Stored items
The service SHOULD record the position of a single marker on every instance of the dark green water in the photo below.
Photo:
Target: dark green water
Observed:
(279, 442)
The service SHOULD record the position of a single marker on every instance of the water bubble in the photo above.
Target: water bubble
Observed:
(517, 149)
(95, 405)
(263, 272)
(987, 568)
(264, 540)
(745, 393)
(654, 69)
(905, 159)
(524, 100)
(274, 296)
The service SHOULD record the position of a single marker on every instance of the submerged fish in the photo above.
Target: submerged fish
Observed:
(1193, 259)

---

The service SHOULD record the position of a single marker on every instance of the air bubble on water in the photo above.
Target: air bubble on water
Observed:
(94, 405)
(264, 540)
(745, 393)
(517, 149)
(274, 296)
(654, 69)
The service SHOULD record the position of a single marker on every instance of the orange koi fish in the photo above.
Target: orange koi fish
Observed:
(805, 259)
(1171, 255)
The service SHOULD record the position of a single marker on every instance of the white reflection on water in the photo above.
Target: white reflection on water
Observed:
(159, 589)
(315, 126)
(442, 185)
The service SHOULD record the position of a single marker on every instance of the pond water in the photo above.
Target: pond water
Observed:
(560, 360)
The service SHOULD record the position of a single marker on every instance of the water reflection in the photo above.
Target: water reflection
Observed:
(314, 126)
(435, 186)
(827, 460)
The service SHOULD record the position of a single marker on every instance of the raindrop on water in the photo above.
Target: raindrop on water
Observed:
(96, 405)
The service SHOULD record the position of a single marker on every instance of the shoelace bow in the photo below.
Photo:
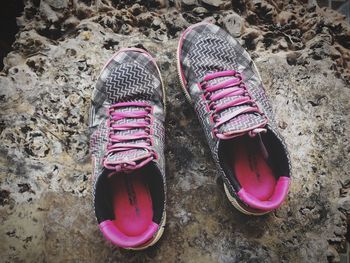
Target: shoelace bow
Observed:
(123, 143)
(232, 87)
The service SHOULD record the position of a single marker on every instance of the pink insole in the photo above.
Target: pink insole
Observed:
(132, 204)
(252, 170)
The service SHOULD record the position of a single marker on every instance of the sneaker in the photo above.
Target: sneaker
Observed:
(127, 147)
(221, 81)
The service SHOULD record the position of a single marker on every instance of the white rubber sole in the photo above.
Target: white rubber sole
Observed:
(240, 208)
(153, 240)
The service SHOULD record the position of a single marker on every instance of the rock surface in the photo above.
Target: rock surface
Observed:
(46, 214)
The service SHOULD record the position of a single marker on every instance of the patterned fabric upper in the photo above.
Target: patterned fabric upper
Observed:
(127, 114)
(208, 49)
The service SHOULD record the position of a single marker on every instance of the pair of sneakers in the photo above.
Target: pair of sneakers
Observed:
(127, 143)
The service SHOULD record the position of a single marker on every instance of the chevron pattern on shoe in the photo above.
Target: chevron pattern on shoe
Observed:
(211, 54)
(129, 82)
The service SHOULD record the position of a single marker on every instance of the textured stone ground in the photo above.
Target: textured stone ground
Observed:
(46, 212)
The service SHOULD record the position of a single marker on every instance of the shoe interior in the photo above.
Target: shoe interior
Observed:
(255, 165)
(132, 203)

--

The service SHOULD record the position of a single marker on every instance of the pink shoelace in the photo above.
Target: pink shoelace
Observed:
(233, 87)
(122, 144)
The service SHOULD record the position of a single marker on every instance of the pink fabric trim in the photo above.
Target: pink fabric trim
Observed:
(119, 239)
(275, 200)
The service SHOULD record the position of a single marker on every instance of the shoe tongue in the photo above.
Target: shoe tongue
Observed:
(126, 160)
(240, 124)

## DO THIS
Retype the entries above word for word, from the line containing "bubble on water in the photo above." through the line containing "(1171, 255)", with both of those lines included.

## SOLUTION
The service SHOULD record the position of a single marker on every instance of the air bubble on water in the photo above.
Target: air bubble on water
Observed:
(94, 405)
(264, 540)
(745, 393)
(517, 149)
(274, 296)
(654, 69)
The service SHOULD record the position of a single marker on every instance of the orange koi fish in the photo above.
Target: orange koi fish
Observed:
(805, 259)
(1171, 255)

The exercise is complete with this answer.